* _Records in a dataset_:
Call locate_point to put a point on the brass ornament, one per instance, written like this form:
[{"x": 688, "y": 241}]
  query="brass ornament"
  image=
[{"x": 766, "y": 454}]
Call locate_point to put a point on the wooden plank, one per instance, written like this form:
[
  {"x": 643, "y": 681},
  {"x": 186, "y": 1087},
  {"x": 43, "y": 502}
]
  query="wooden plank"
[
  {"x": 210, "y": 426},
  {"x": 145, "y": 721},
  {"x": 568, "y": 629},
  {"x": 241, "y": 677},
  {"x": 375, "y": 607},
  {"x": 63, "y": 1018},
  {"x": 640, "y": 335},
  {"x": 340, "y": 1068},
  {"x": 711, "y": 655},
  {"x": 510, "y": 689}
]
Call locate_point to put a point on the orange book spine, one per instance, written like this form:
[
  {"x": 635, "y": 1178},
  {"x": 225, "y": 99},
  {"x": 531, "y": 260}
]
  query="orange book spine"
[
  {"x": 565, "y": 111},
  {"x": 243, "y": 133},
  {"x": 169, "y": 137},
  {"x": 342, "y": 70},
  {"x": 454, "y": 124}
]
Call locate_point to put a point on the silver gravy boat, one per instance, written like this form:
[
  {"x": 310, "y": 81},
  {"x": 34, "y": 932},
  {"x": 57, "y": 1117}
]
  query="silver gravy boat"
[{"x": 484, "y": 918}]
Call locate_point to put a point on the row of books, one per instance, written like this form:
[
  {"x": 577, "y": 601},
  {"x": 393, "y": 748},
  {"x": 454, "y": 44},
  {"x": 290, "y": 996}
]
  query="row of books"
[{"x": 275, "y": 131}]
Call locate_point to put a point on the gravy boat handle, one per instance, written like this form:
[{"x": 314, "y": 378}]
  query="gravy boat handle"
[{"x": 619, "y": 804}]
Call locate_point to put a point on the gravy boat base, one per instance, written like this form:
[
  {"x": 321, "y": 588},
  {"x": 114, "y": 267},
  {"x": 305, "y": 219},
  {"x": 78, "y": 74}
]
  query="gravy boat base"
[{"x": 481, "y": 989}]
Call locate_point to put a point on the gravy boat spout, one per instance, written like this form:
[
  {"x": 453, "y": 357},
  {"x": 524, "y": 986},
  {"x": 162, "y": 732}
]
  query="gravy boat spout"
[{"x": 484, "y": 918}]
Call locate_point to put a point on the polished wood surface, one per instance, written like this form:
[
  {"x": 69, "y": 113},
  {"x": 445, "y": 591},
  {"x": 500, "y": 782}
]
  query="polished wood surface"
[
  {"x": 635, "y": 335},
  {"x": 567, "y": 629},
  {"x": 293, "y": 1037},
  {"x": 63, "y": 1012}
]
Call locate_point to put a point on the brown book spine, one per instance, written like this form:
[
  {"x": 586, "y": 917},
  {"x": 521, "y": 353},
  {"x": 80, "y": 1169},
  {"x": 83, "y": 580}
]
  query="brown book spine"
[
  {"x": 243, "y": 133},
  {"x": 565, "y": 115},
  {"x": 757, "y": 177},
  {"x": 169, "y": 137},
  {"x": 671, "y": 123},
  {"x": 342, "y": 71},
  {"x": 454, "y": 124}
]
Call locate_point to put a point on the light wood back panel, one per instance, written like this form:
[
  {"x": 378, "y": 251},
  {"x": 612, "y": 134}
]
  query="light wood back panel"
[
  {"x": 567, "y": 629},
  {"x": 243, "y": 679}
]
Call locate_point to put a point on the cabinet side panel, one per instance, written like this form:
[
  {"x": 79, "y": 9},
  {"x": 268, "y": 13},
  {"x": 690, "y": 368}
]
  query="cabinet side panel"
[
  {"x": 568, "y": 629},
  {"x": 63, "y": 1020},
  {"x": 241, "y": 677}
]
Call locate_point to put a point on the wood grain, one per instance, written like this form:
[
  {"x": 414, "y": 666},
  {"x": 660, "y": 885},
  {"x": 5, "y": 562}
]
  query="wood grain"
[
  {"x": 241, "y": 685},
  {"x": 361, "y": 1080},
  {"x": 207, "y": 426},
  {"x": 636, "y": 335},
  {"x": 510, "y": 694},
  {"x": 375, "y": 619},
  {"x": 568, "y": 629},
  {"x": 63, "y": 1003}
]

* _Short problem_: Reproduce all of the data above line for line, without changing a single character.

* _Solution to this exercise_:
Call locate_point to put a point on the brass ornament, one per instance, written like this form:
[{"x": 688, "y": 241}]
  query="brass ornament"
  image=
[{"x": 766, "y": 454}]
Call locate_point to put a point on the wooden plank, one per instance, written like this form:
[
  {"x": 643, "y": 681},
  {"x": 186, "y": 1087},
  {"x": 43, "y": 502}
]
  query="wooden plank"
[
  {"x": 210, "y": 426},
  {"x": 145, "y": 721},
  {"x": 568, "y": 629},
  {"x": 241, "y": 677},
  {"x": 375, "y": 607},
  {"x": 63, "y": 1018},
  {"x": 640, "y": 335},
  {"x": 340, "y": 1068},
  {"x": 711, "y": 655},
  {"x": 510, "y": 689}
]
Call locate_point to put a point on the orange book spine, one per instance, written like this form:
[
  {"x": 635, "y": 1178},
  {"x": 225, "y": 99},
  {"x": 531, "y": 260}
]
  query="orange book spine"
[
  {"x": 565, "y": 111},
  {"x": 243, "y": 133},
  {"x": 169, "y": 137},
  {"x": 342, "y": 70},
  {"x": 454, "y": 124}
]
Call locate_point to put a point on the silver gravy boat, one per instance, written like this form:
[
  {"x": 310, "y": 81},
  {"x": 34, "y": 932},
  {"x": 57, "y": 1117}
]
  query="silver gravy boat"
[{"x": 484, "y": 918}]
Call locate_point to put a point on the row of books, one per instance, written like this form:
[
  {"x": 577, "y": 601},
  {"x": 393, "y": 748},
  {"x": 454, "y": 44},
  {"x": 290, "y": 996}
]
  query="row of books"
[{"x": 275, "y": 131}]
Call locate_point to put a point on the gravy boat handle, one per instance, written like this form:
[{"x": 314, "y": 378}]
  query="gravy boat handle"
[{"x": 619, "y": 804}]
Call locate_point to put a point on the gravy boat base, one per instance, written like this form:
[
  {"x": 321, "y": 588},
  {"x": 114, "y": 267},
  {"x": 305, "y": 219},
  {"x": 78, "y": 74}
]
  query="gravy boat base"
[{"x": 481, "y": 989}]
Call locate_point to put a point on the gravy boat spout, one per instance, written like this form:
[
  {"x": 453, "y": 357},
  {"x": 524, "y": 986},
  {"x": 162, "y": 732}
]
  query="gravy boat spout"
[{"x": 484, "y": 918}]
Call locate_point to put a point on the polished wood surface, one per instance, written like this form:
[
  {"x": 69, "y": 113},
  {"x": 445, "y": 591},
  {"x": 500, "y": 782}
]
  query="polished wood surface"
[
  {"x": 635, "y": 335},
  {"x": 567, "y": 629},
  {"x": 293, "y": 1037},
  {"x": 63, "y": 1012}
]
Call locate_point to put a point on the brown book spine, one per instance, written like this form:
[
  {"x": 586, "y": 917},
  {"x": 521, "y": 353},
  {"x": 80, "y": 1169},
  {"x": 83, "y": 580}
]
  query="brown book spine"
[
  {"x": 243, "y": 133},
  {"x": 565, "y": 115},
  {"x": 757, "y": 177},
  {"x": 169, "y": 137},
  {"x": 671, "y": 123},
  {"x": 342, "y": 71},
  {"x": 454, "y": 124}
]
Call locate_point to put a point on the light wood back panel, one per instance, written like this form:
[
  {"x": 378, "y": 251},
  {"x": 612, "y": 134}
]
  query="light wood back panel"
[
  {"x": 567, "y": 629},
  {"x": 243, "y": 679}
]
Call locate_point to put a point on the cabinet side panel, one per instance, written like this form:
[
  {"x": 79, "y": 9},
  {"x": 268, "y": 13},
  {"x": 690, "y": 368}
]
  query="cabinet side panel"
[
  {"x": 568, "y": 629},
  {"x": 63, "y": 1020},
  {"x": 241, "y": 677}
]
Call locate_point to put a point on the wood grain, one per instance, written like this form:
[
  {"x": 414, "y": 666},
  {"x": 660, "y": 885},
  {"x": 5, "y": 562}
]
  query="wood grain"
[
  {"x": 241, "y": 685},
  {"x": 361, "y": 1080},
  {"x": 207, "y": 426},
  {"x": 636, "y": 335},
  {"x": 510, "y": 694},
  {"x": 375, "y": 619},
  {"x": 568, "y": 629},
  {"x": 63, "y": 1003}
]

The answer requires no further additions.